WHAT IS EXPECTED
Each record below should be reproduced as it is written, with pictures left out entirely.

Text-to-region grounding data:
※ ※ ※

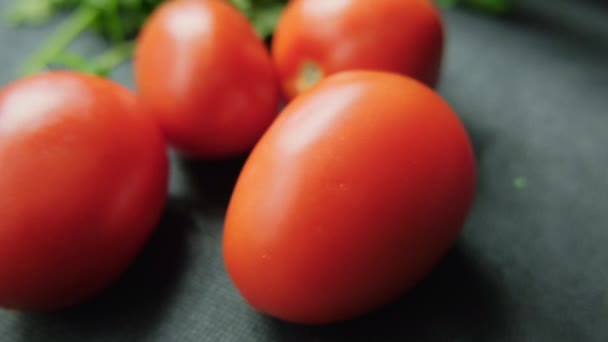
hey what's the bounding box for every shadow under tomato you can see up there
[16,197,197,342]
[265,241,510,342]
[176,152,249,216]
[514,0,608,54]
[462,119,494,168]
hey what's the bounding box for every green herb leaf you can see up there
[6,0,61,26]
[434,0,460,8]
[9,0,512,78]
[249,2,285,38]
[435,0,515,15]
[463,0,515,15]
[513,177,528,190]
[228,0,288,38]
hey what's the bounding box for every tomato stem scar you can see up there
[295,61,324,93]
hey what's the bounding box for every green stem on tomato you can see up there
[19,5,99,76]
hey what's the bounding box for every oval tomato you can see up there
[134,0,281,158]
[271,0,444,100]
[223,71,476,324]
[0,71,168,311]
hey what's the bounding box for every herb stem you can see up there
[105,0,125,43]
[19,5,99,76]
[90,41,135,75]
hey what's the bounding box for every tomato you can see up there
[223,71,476,324]
[0,71,168,311]
[271,0,444,100]
[134,0,281,158]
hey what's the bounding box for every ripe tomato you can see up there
[0,71,168,311]
[271,0,444,100]
[134,0,281,158]
[223,71,476,324]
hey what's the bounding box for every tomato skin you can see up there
[0,71,168,311]
[272,0,444,100]
[223,71,476,324]
[134,0,280,158]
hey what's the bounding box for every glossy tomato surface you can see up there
[0,72,168,311]
[272,0,444,100]
[134,0,280,158]
[223,71,476,325]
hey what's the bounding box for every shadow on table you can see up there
[16,198,197,342]
[177,154,248,216]
[267,241,510,342]
[516,0,608,52]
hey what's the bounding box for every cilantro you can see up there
[436,0,515,15]
[6,0,512,78]
[7,0,163,77]
[231,0,288,38]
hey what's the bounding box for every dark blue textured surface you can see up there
[0,1,607,341]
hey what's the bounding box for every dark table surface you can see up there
[1,1,607,341]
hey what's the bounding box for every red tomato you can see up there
[0,71,168,311]
[272,0,444,100]
[134,0,281,158]
[223,71,476,324]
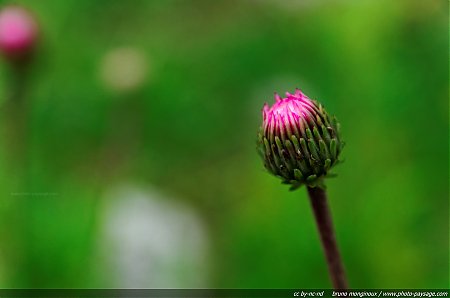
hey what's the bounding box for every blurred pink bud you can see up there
[0,6,38,60]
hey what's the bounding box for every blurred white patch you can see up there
[96,185,210,288]
[99,47,149,93]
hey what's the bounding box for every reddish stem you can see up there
[307,186,348,289]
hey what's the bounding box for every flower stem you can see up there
[307,186,348,289]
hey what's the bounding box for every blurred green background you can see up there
[0,0,448,289]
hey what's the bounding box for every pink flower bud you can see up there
[0,6,38,60]
[257,89,343,189]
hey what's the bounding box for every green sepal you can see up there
[315,114,323,126]
[324,159,331,171]
[321,125,331,143]
[293,168,303,181]
[297,158,310,176]
[271,143,282,168]
[285,140,297,163]
[310,159,321,175]
[330,138,337,160]
[275,136,283,152]
[313,126,322,141]
[274,137,292,172]
[305,176,326,189]
[308,139,320,161]
[331,116,339,129]
[263,137,271,156]
[306,174,317,183]
[290,135,301,155]
[280,149,293,172]
[319,140,330,160]
[299,138,310,159]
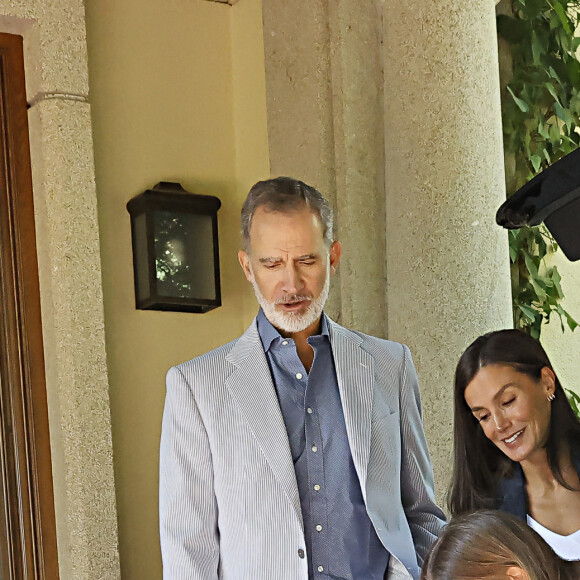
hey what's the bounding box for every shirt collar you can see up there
[256,308,329,353]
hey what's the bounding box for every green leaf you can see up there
[532,30,543,65]
[545,82,561,103]
[547,66,561,83]
[536,233,548,259]
[518,303,538,323]
[507,85,530,113]
[530,153,542,172]
[553,2,573,36]
[569,90,580,115]
[556,305,567,332]
[558,28,571,53]
[566,312,579,332]
[531,277,548,300]
[523,250,538,276]
[549,122,562,145]
[538,120,550,139]
[553,101,572,131]
[542,148,551,164]
[551,267,563,298]
[566,389,580,419]
[531,318,542,339]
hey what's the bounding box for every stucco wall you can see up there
[85,0,268,577]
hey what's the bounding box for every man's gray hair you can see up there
[241,177,334,251]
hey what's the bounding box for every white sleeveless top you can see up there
[527,515,580,561]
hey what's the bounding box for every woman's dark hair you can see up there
[448,329,580,516]
[420,510,580,580]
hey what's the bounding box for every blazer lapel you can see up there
[328,321,374,500]
[225,320,303,528]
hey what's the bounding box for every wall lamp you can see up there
[126,182,222,313]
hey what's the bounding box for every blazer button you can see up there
[298,549,305,559]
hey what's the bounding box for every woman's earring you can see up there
[547,392,556,402]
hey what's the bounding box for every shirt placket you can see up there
[304,351,328,578]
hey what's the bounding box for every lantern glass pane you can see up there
[153,211,216,301]
[133,213,150,302]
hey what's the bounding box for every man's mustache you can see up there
[275,295,313,305]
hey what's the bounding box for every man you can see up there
[159,177,445,580]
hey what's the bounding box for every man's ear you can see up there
[505,566,530,580]
[238,250,253,282]
[329,241,342,274]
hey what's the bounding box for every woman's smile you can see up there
[464,364,555,466]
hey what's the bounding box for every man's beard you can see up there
[251,263,330,334]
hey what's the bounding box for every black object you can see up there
[126,182,222,312]
[496,148,580,261]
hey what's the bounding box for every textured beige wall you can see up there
[85,0,268,577]
[0,1,121,578]
[383,0,513,498]
[0,1,88,98]
[262,0,387,335]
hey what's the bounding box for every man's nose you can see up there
[281,264,303,294]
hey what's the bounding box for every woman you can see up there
[420,510,579,580]
[449,329,580,560]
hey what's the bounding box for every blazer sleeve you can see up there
[398,344,446,567]
[159,365,220,580]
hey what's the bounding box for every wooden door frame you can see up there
[0,31,59,580]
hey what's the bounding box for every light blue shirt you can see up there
[257,309,390,579]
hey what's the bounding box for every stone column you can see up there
[383,0,513,494]
[262,0,387,336]
[0,1,121,577]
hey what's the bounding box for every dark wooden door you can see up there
[0,32,59,580]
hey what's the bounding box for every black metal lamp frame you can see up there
[126,182,222,313]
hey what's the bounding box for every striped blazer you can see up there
[159,317,445,580]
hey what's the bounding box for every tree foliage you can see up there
[498,0,580,338]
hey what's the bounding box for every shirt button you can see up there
[314,484,321,491]
[307,407,313,414]
[282,340,288,346]
[316,524,323,532]
[311,445,318,452]
[318,566,324,572]
[296,372,303,379]
[298,548,305,559]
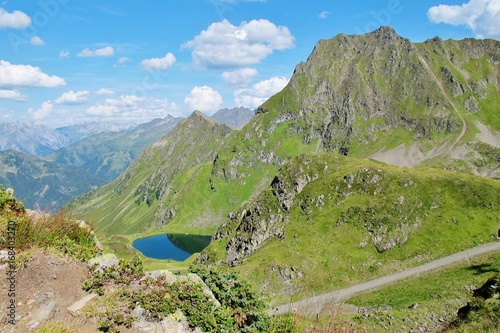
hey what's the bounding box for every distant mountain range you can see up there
[0,122,69,156]
[44,116,183,183]
[0,121,136,156]
[54,121,137,145]
[211,107,254,129]
[0,108,255,211]
[0,150,104,211]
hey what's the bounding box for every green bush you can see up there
[447,274,500,332]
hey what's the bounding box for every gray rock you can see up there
[67,293,98,315]
[0,250,9,263]
[132,312,203,333]
[29,301,57,329]
[88,254,119,270]
[187,273,221,307]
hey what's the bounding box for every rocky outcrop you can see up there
[223,194,286,266]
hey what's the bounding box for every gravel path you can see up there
[270,241,500,316]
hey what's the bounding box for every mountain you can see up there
[67,27,499,245]
[0,121,139,156]
[198,153,500,303]
[44,116,182,183]
[210,107,255,129]
[55,121,137,145]
[66,111,232,235]
[0,150,104,211]
[0,121,69,155]
[251,26,499,175]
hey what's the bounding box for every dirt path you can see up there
[269,241,500,316]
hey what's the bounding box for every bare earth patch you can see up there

※ ※ ※

TASK OUTPUT
hey what's the bounding box for every shadow under tomato you can see up there
[16,197,197,342]
[265,241,510,342]
[176,152,249,216]
[514,0,608,54]
[462,119,494,168]
hey what's the bounding box for every green herb leaf you can see up there
[6,0,61,26]
[434,0,460,8]
[9,0,512,78]
[249,2,285,38]
[435,0,515,15]
[463,0,515,15]
[513,177,528,190]
[228,0,288,38]
hey what's the bounding box for every tomato stem scar you can see up there
[295,61,324,93]
hey what's the bounding box for every green stem on tomato you can see up there
[19,5,99,76]
hey what's the bounding box for every oval tomato you can see up there
[134,0,281,158]
[271,0,444,100]
[223,71,476,324]
[0,71,168,311]
hey what's the bounding box for every herb stem you can see up there
[105,0,125,43]
[19,5,99,76]
[90,41,135,75]
hey what's the bounding box for every tomato you can see up there
[223,71,476,324]
[0,71,168,311]
[271,0,444,100]
[134,0,281,158]
hey what's the bounding box for every ripe tomato you can see up there
[0,71,168,311]
[271,0,444,100]
[134,0,281,158]
[223,71,476,324]
hey what's the bounding box for every tomato skin you can see up there
[0,71,168,311]
[272,0,444,100]
[223,71,476,324]
[134,0,280,158]
hey what's the bounding box for every glossy tomato surface you can see up there
[0,72,168,311]
[272,0,444,100]
[134,0,280,158]
[223,71,476,325]
hey what's the bounding box for every shadow on table you can see up there
[16,198,197,342]
[177,154,248,216]
[267,241,510,342]
[516,0,608,52]
hey what's the bounding box for every cilantro you can see up there
[436,0,515,15]
[6,0,512,78]
[7,0,163,77]
[231,0,288,38]
hey what's the bounding box for every dark blue textured surface you can see up there
[0,1,607,341]
hey what's the bounding box for every dark table surface you can see up there
[1,1,607,341]
hey what's the bounding box for every red tomato you can see up there
[0,71,168,311]
[272,0,444,100]
[134,0,281,158]
[223,71,476,324]
hey what's the bounding box for every blurred pink bud you can see up there
[0,6,38,60]
hey what's the bounding box for every blurred white patch you can see up there
[96,185,210,288]
[99,47,149,93]
hey what's the bounding box for every reddish stem you can see up there
[307,186,348,289]
hey what's the bounding box for every flower stem you can see up there
[307,186,348,289]
hey what's the bounding box for every blurred green background you can see up there
[0,0,448,289]
hey what's the bounding box for every pink flower bud you can see up there
[0,6,38,60]
[257,89,343,189]
hey what's the bounding box for every green sepal you can see up there
[315,114,323,126]
[324,159,331,171]
[321,125,331,143]
[293,168,303,181]
[297,158,310,176]
[271,143,282,168]
[285,140,297,163]
[310,159,321,175]
[330,138,337,160]
[275,136,283,152]
[313,126,322,141]
[274,137,292,172]
[305,176,326,189]
[308,139,320,161]
[331,116,339,129]
[263,137,271,156]
[306,174,317,183]
[290,135,301,155]
[280,149,293,172]
[319,140,330,160]
[299,138,310,159]
hey what's the bounding box for every shirt collar you can see up there
[256,308,329,353]
hey what's the bounding box for every green leaf you can see up there
[532,30,543,65]
[545,82,561,103]
[547,66,561,83]
[536,233,548,259]
[518,303,538,323]
[507,85,530,113]
[530,153,542,172]
[553,2,573,36]
[569,90,580,115]
[556,305,567,332]
[558,28,571,53]
[566,312,579,332]
[531,277,548,300]
[523,250,538,276]
[549,122,562,145]
[538,120,550,139]
[553,101,572,131]
[542,148,551,164]
[551,267,563,298]
[566,389,580,419]
[531,318,542,339]
hey what's the bounding box for every stucco wall you can see up there
[85,0,268,577]
hey what's the bounding box for every man's gray hair you can see up there
[241,177,334,251]
hey what's the bounding box for every white sleeveless top you can see up there
[527,515,580,561]
hey what's the bounding box for every woman's dark hair you can see up there
[448,329,580,516]
[420,510,580,580]
hey what's the bounding box for every blazer lapel you can see up there
[328,321,374,500]
[225,320,303,528]
hey what's the bounding box for every wall lamp you can see up there
[126,182,222,313]
hey what's the bounding box for every blazer button you can see up there
[298,549,305,559]
hey what's the bounding box for every woman's earring you can see up there
[547,392,556,402]
hey what's the bounding box for every shirt placket you can see up there
[304,351,328,578]
hey what's the bounding box for every lantern glass pane you can see up there
[153,211,216,301]
[133,213,150,302]
hey what's the bounding box for every man's mustache you can see up there
[275,295,313,305]
hey what's the bounding box for every man you can see up there
[159,177,445,580]
hey what's the bounding box for every man's ear you can see up there
[505,566,530,580]
[238,250,253,282]
[329,241,342,274]
hey what's the bounding box for every woman's smile you can see up there
[464,364,555,466]
hey what's the bounding box for every man's beard you can see up there
[251,263,330,334]
hey what's the bounding box for every black object you can see up there
[126,182,222,312]
[496,148,580,261]
hey what's the bounding box for every textured beige wall you can see up there
[85,0,268,577]
[0,1,121,578]
[383,0,513,498]
[0,1,88,98]
[262,0,387,335]
hey what's the bounding box for every man's nose you can see up there
[281,264,303,294]
hey what's the bounding box for every woman you can see up there
[420,510,579,580]
[449,329,580,560]
hey what's the bounding box for every blazer sleeve you can see up there
[398,344,446,567]
[159,365,220,580]
hey what's the bounding box for every wooden door frame you can see up there
[0,31,59,580]
hey what's the bounding box for every light blue shirt you can see up there
[257,309,390,579]
hey what's the bounding box for every stone column you can see up there
[383,0,513,494]
[262,0,387,336]
[0,1,121,577]
hey what's the bounding box for every dark wooden door you can see up there
[0,32,59,580]
hey what's the bounding box for every black metal lamp frame you can see up there
[126,182,222,313]
hey what's the bounding box for every striped blazer you can see up there
[159,317,445,580]
hey what's the bounding box for every tree foliage you can see up there
[498,0,580,338]
hey what's the bounding box for every shirt button you can see up there
[314,484,321,491]
[307,407,313,414]
[282,340,288,346]
[316,524,323,532]
[311,445,318,452]
[318,566,324,572]
[296,372,303,379]
[298,548,305,559]
hey what's the bounding box for every distant mountain range you can see up there
[0,122,69,156]
[44,116,183,183]
[0,121,136,156]
[54,121,137,145]
[211,107,254,129]
[0,108,255,211]
[0,150,104,211]
hey what's the bounding box for every green bush you can see up there
[447,274,500,332]
hey what's the bounding box for every gray rock you can see up there
[67,293,98,315]
[0,250,9,263]
[132,312,203,333]
[29,301,57,329]
[88,254,119,270]
[187,273,221,307]
hey what's the bounding box for every rocky outcrop you can see up there
[223,194,286,266]
hey what's the bounding box for every gravel path you can see up there
[270,241,500,316]
hey what's the bounding box for every mountain you can see up there
[67,27,499,245]
[0,121,139,156]
[198,153,500,303]
[44,116,182,183]
[210,107,255,129]
[55,121,137,145]
[66,111,232,235]
[0,150,104,211]
[0,121,69,155]
[251,26,499,175]
hey what's the bounding box for every dirt path you can see up there
[269,241,500,316]
hey what's the bounding box for every bare earth patch you can see up there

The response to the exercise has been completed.